• [The request]: Report every line in the records below that contains the word "water", copying each such line in full. Case counts when matching.

• [Material shown]:

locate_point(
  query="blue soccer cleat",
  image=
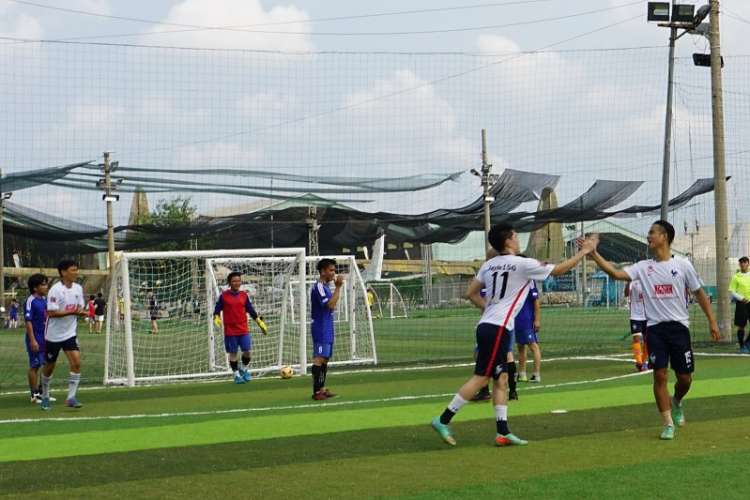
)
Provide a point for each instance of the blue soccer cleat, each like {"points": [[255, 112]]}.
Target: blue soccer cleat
{"points": [[72, 403], [678, 416], [668, 432], [509, 439], [443, 431]]}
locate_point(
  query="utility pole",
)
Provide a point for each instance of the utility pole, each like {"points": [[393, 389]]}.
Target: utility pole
{"points": [[312, 231], [486, 169], [3, 197], [668, 127], [720, 183], [106, 184]]}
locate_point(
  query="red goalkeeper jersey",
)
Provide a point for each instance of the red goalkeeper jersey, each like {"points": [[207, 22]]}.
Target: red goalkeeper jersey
{"points": [[236, 307]]}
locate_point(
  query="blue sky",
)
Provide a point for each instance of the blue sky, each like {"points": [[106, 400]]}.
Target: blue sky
{"points": [[617, 97]]}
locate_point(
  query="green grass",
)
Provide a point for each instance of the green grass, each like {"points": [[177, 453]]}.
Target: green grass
{"points": [[267, 439], [427, 336]]}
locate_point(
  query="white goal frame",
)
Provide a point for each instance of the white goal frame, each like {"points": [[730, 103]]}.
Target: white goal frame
{"points": [[215, 367]]}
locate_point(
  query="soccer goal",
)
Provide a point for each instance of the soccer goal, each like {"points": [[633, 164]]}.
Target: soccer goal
{"points": [[388, 300], [175, 292], [355, 336]]}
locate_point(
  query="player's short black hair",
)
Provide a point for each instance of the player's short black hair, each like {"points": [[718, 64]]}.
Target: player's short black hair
{"points": [[35, 280], [499, 234], [325, 264], [66, 264], [667, 228]]}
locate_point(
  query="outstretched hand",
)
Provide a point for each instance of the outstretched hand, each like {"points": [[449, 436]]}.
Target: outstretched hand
{"points": [[589, 244]]}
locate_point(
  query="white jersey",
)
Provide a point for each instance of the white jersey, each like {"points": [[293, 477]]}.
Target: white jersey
{"points": [[507, 279], [62, 298], [637, 307], [664, 285]]}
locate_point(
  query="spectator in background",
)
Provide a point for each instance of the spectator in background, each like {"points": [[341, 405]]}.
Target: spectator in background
{"points": [[100, 309]]}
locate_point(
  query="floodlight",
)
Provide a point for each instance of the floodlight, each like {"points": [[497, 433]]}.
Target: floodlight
{"points": [[658, 11], [683, 13], [701, 14]]}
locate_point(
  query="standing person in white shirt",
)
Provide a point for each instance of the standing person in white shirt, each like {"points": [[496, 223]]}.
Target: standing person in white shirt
{"points": [[664, 279], [64, 304], [634, 293], [507, 278]]}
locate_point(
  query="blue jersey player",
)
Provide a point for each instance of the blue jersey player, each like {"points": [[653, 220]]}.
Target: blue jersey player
{"points": [[35, 317], [323, 302], [527, 326]]}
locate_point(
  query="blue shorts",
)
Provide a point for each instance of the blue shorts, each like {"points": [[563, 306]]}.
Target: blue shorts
{"points": [[525, 337], [322, 350], [52, 349], [36, 359], [638, 326], [232, 342], [669, 344], [492, 344], [510, 343]]}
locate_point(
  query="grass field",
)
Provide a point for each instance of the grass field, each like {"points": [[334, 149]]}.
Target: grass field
{"points": [[427, 336], [267, 439]]}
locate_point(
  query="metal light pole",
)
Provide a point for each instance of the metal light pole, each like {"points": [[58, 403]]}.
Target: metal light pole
{"points": [[668, 127], [106, 184], [686, 21], [3, 197], [720, 183]]}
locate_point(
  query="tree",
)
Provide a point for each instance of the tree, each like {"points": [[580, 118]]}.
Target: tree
{"points": [[171, 222]]}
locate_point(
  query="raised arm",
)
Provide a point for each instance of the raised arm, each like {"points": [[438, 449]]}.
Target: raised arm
{"points": [[587, 246], [609, 269], [703, 301]]}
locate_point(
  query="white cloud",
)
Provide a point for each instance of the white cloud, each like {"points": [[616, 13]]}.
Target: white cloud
{"points": [[266, 106], [528, 77], [23, 26], [234, 13]]}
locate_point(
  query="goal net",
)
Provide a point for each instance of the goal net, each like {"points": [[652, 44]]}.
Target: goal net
{"points": [[387, 300], [165, 330], [354, 334]]}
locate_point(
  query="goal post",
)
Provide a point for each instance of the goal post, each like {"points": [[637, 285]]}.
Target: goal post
{"points": [[186, 286]]}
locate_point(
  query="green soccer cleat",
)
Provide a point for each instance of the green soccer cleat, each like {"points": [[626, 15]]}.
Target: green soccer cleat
{"points": [[443, 430], [509, 439], [678, 416], [668, 432]]}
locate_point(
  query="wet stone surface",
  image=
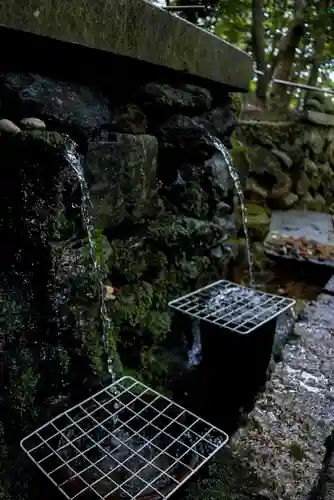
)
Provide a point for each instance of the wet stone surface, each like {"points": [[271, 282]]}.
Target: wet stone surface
{"points": [[302, 236], [284, 439]]}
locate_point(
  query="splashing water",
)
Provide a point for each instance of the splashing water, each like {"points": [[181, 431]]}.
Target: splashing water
{"points": [[244, 214], [73, 160]]}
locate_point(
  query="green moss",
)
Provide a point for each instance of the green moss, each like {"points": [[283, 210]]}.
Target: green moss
{"points": [[129, 259], [236, 99], [296, 451], [189, 199], [258, 221]]}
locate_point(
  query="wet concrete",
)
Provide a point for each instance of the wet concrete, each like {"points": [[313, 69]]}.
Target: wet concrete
{"points": [[284, 439]]}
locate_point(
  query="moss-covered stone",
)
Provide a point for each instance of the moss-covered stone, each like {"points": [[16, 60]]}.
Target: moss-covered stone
{"points": [[185, 234], [258, 223], [139, 30]]}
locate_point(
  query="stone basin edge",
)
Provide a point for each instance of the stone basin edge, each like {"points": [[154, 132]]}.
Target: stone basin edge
{"points": [[136, 29]]}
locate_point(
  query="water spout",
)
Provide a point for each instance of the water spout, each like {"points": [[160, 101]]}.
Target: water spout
{"points": [[74, 161], [244, 214]]}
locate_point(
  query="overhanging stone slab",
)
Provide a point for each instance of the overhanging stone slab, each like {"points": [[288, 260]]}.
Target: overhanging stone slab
{"points": [[133, 28]]}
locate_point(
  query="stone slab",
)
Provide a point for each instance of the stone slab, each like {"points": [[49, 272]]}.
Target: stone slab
{"points": [[133, 28], [302, 236]]}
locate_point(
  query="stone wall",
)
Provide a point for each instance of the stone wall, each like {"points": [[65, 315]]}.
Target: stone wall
{"points": [[291, 164], [162, 201]]}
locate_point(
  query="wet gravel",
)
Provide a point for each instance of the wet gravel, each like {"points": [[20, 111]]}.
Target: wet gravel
{"points": [[284, 439]]}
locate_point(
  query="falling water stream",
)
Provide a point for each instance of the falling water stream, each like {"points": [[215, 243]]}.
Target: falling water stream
{"points": [[86, 206], [244, 214], [74, 161]]}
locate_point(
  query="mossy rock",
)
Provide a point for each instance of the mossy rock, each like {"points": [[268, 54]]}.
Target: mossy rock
{"points": [[258, 223], [184, 234]]}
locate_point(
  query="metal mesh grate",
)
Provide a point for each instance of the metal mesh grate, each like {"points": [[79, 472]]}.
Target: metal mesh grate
{"points": [[232, 306], [126, 441]]}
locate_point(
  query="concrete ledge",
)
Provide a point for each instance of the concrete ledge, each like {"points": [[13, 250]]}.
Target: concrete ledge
{"points": [[136, 29]]}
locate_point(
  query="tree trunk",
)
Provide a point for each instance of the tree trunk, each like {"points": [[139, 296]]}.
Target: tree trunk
{"points": [[258, 49], [279, 98], [318, 49]]}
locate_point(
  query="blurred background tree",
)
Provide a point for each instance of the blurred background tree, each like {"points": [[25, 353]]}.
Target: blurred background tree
{"points": [[289, 40]]}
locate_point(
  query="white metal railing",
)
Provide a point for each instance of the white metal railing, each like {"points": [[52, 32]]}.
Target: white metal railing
{"points": [[299, 85], [256, 71]]}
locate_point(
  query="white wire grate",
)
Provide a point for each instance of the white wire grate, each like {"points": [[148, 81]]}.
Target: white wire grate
{"points": [[232, 306], [125, 442]]}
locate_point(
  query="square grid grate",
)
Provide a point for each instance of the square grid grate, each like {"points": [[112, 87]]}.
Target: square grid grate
{"points": [[232, 306], [125, 442]]}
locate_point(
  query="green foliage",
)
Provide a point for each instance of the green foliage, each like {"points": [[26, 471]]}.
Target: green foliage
{"points": [[232, 21]]}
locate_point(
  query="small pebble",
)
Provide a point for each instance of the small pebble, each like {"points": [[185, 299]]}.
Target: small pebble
{"points": [[8, 127], [33, 123]]}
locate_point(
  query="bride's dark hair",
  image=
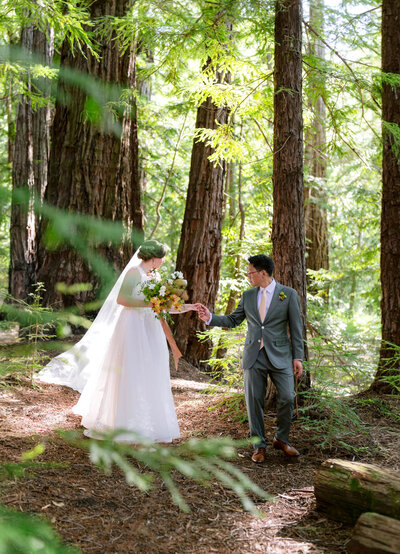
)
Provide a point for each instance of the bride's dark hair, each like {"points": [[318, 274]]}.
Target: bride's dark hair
{"points": [[152, 249]]}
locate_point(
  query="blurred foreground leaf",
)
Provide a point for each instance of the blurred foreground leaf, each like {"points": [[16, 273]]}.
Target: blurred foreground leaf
{"points": [[203, 460], [24, 534]]}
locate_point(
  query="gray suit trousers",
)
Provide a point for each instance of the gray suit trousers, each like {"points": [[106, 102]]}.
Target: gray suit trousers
{"points": [[255, 387]]}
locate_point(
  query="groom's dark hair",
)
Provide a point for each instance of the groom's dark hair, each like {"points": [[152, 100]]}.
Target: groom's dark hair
{"points": [[261, 261]]}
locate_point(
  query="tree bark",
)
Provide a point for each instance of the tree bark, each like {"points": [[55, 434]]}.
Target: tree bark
{"points": [[199, 252], [375, 534], [344, 490], [29, 170], [316, 220], [92, 170], [387, 378], [288, 233]]}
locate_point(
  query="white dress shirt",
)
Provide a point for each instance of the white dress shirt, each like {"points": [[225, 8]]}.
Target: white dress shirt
{"points": [[270, 292]]}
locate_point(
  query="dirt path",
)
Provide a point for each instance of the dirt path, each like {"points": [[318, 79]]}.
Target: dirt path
{"points": [[101, 513]]}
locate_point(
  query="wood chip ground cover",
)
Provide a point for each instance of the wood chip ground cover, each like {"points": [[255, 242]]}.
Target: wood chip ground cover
{"points": [[101, 513]]}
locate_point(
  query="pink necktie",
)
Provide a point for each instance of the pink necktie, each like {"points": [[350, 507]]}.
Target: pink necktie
{"points": [[262, 308]]}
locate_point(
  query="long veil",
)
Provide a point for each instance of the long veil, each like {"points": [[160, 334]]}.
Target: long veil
{"points": [[73, 368]]}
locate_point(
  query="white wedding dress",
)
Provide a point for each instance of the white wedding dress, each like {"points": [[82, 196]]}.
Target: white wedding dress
{"points": [[129, 388]]}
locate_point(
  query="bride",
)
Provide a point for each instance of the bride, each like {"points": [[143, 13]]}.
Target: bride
{"points": [[121, 366]]}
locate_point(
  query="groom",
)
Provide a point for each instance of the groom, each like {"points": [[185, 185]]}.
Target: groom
{"points": [[270, 310]]}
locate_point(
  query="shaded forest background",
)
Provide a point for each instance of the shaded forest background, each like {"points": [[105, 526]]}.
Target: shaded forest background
{"points": [[223, 129]]}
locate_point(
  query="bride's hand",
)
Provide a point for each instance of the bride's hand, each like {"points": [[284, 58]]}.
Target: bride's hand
{"points": [[189, 307]]}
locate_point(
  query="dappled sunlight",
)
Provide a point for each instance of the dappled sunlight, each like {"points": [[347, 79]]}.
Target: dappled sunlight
{"points": [[80, 496]]}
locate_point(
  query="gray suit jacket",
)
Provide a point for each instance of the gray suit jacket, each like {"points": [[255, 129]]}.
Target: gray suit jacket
{"points": [[282, 315]]}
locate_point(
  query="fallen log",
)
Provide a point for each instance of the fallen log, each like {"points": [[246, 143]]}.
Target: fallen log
{"points": [[375, 534], [344, 490]]}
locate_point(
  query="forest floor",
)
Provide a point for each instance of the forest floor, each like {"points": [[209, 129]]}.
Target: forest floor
{"points": [[101, 513]]}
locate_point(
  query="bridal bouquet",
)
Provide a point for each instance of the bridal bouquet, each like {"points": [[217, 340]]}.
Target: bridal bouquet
{"points": [[166, 294]]}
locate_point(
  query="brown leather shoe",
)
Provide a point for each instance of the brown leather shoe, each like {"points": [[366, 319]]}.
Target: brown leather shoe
{"points": [[258, 456], [288, 450]]}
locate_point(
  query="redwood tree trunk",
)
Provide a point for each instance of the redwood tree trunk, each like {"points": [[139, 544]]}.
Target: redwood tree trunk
{"points": [[288, 234], [316, 220], [389, 363], [29, 170], [199, 252], [92, 170]]}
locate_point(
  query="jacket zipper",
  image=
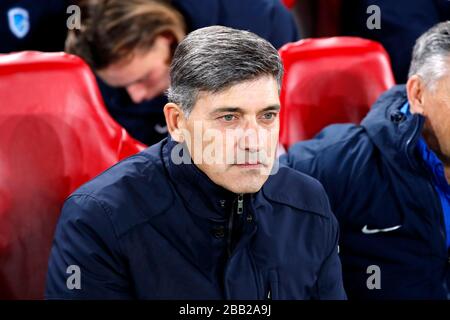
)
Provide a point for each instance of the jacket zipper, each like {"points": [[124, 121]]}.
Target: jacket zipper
{"points": [[239, 209]]}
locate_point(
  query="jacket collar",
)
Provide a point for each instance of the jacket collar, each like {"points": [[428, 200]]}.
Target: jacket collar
{"points": [[395, 133], [201, 195]]}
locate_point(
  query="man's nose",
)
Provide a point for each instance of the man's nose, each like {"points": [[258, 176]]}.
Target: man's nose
{"points": [[137, 92]]}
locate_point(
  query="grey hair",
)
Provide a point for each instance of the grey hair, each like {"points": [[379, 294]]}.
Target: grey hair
{"points": [[431, 54], [213, 59]]}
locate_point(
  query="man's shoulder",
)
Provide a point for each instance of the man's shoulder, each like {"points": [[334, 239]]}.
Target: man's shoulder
{"points": [[337, 151], [130, 192], [298, 190]]}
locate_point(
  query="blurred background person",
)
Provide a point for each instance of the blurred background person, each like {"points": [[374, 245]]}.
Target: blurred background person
{"points": [[33, 25], [129, 45]]}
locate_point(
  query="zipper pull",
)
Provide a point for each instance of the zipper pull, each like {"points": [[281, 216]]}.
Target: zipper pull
{"points": [[240, 203]]}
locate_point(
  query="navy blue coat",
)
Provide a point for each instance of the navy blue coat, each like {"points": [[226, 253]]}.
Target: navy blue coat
{"points": [[149, 229], [375, 179], [267, 18]]}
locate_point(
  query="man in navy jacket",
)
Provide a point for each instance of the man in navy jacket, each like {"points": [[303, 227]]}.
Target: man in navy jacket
{"points": [[388, 182], [121, 41], [204, 214]]}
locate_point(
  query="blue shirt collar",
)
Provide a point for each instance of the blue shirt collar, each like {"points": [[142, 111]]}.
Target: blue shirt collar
{"points": [[432, 162]]}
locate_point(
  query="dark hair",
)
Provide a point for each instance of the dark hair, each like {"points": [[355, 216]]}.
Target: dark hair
{"points": [[431, 53], [214, 58]]}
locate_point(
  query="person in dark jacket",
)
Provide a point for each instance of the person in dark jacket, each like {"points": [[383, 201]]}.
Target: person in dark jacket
{"points": [[206, 213], [388, 182], [129, 45], [33, 25]]}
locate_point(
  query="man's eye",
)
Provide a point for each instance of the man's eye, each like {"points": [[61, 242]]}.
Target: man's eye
{"points": [[269, 115], [228, 117]]}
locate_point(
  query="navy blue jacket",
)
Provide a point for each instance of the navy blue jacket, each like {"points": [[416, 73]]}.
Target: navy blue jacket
{"points": [[149, 229], [267, 18], [376, 179]]}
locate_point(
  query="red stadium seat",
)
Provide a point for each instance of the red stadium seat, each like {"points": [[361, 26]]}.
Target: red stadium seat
{"points": [[289, 3], [329, 80], [55, 134]]}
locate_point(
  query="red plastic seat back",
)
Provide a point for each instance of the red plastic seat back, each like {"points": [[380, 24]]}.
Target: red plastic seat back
{"points": [[55, 134], [329, 80], [289, 3]]}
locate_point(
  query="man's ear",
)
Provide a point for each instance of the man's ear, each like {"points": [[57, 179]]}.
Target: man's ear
{"points": [[175, 121], [415, 88]]}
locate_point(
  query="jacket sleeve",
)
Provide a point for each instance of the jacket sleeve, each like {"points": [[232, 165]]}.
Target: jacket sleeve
{"points": [[329, 282], [336, 158], [85, 260]]}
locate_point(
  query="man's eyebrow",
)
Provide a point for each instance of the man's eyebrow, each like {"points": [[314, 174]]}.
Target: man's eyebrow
{"points": [[135, 81], [227, 109], [275, 107]]}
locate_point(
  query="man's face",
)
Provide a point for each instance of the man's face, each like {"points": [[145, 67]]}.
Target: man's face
{"points": [[437, 114], [234, 134], [146, 75]]}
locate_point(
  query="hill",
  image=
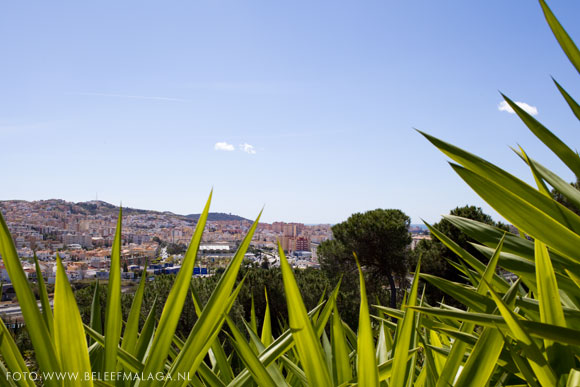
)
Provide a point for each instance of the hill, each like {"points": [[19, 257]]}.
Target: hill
{"points": [[217, 216]]}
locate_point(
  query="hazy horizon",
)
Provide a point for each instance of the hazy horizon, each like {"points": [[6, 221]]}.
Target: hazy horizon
{"points": [[306, 108]]}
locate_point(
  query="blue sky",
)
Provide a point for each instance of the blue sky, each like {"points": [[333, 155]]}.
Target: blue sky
{"points": [[127, 101]]}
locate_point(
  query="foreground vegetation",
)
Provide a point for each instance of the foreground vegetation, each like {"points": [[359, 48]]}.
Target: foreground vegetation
{"points": [[522, 332]]}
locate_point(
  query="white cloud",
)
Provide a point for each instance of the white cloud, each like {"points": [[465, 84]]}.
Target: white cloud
{"points": [[504, 107], [132, 96], [223, 146], [248, 148]]}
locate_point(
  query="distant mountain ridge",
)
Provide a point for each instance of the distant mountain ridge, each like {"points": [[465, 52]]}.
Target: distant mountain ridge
{"points": [[217, 216], [94, 207]]}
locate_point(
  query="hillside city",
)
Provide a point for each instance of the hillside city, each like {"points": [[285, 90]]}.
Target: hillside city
{"points": [[82, 234]]}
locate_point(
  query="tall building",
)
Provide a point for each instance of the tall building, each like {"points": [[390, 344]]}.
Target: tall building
{"points": [[302, 244]]}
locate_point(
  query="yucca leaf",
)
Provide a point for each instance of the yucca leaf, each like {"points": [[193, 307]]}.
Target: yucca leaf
{"points": [[294, 370], [571, 102], [253, 319], [212, 315], [403, 342], [386, 368], [521, 213], [573, 378], [536, 329], [43, 294], [565, 188], [484, 356], [155, 362], [509, 183], [366, 359], [465, 255], [449, 373], [462, 293], [125, 358], [132, 326], [537, 360], [429, 368], [97, 355], [562, 36], [574, 277], [246, 354], [272, 369], [12, 357], [96, 318], [522, 247], [559, 357], [217, 349], [69, 335], [147, 333], [267, 323], [439, 359], [567, 155], [208, 375], [342, 369], [307, 343], [113, 316], [44, 348]]}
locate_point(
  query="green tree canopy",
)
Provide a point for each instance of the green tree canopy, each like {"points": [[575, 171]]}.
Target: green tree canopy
{"points": [[381, 240], [434, 254]]}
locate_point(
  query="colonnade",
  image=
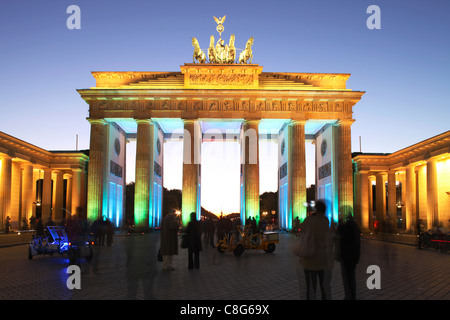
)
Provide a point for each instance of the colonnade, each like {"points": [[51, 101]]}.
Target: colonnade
{"points": [[421, 172], [191, 185], [28, 189]]}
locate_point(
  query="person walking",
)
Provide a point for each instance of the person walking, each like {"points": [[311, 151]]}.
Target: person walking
{"points": [[348, 237], [169, 239], [314, 265], [194, 241]]}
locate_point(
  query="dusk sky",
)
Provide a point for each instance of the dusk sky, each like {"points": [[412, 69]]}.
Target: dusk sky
{"points": [[403, 67]]}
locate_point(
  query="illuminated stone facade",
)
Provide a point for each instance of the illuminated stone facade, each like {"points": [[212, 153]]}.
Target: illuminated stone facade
{"points": [[39, 183], [300, 107], [407, 185]]}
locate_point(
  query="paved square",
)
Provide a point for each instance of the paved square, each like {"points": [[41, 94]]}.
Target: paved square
{"points": [[129, 270]]}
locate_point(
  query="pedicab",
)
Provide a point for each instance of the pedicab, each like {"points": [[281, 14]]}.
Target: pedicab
{"points": [[261, 241], [229, 243], [59, 243]]}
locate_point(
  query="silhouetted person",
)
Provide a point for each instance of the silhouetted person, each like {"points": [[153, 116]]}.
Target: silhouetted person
{"points": [[314, 266], [39, 227], [349, 235], [194, 240]]}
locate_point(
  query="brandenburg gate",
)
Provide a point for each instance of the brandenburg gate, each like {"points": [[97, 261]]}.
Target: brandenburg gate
{"points": [[219, 86]]}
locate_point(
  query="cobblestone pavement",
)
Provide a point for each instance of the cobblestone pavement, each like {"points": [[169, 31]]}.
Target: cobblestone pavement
{"points": [[129, 270]]}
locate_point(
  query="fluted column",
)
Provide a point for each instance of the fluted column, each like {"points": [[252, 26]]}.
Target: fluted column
{"points": [[191, 169], [76, 190], [381, 197], [69, 178], [58, 193], [410, 201], [297, 161], [392, 199], [251, 168], [27, 192], [344, 169], [97, 155], [370, 193], [432, 193], [144, 174], [5, 189], [47, 195], [363, 199]]}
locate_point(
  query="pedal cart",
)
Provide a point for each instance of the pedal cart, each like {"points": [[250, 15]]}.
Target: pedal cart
{"points": [[261, 241], [58, 242]]}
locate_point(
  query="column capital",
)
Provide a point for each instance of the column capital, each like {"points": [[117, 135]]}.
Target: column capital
{"points": [[295, 122], [143, 121], [251, 121], [344, 122], [97, 121]]}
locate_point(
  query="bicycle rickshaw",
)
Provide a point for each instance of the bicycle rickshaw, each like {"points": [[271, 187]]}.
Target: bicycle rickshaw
{"points": [[58, 242], [261, 241]]}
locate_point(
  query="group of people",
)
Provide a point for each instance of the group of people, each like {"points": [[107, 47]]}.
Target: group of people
{"points": [[331, 243], [170, 226]]}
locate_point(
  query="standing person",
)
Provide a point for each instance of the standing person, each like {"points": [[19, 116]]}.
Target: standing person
{"points": [[314, 265], [349, 235], [169, 239], [210, 230], [194, 240]]}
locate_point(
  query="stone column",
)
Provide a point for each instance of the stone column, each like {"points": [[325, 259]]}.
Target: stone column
{"points": [[97, 154], [76, 190], [363, 197], [422, 196], [251, 168], [191, 169], [410, 200], [16, 194], [69, 178], [144, 174], [370, 193], [297, 161], [345, 170], [392, 199], [380, 197], [401, 178], [58, 193], [47, 196], [5, 189], [432, 193], [27, 192]]}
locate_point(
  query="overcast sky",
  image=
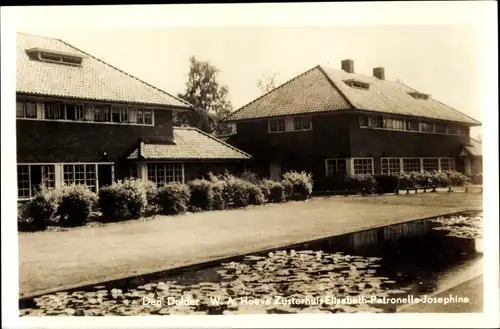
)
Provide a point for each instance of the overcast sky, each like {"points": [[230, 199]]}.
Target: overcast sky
{"points": [[442, 60]]}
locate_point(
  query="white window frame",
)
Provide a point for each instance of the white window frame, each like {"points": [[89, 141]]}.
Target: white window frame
{"points": [[156, 167], [329, 173], [48, 176], [301, 120], [362, 158], [85, 178], [412, 158], [389, 171], [277, 121]]}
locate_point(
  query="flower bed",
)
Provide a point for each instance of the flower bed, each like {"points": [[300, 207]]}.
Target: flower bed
{"points": [[133, 198]]}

• [Result of the exercise]:
  query="splashing water",
Provide a point for each instance of the splashing water, each like {"points": [[181, 431]]}.
Target: splashing water
  query="water spout",
Provide a point for each instance of the water spout, each like {"points": [[160, 101]]}.
Target: water spout
  query="falling water stream",
Provide a point for each instance of the falling water stream, each like {"points": [[215, 243]]}.
Target: falling water stream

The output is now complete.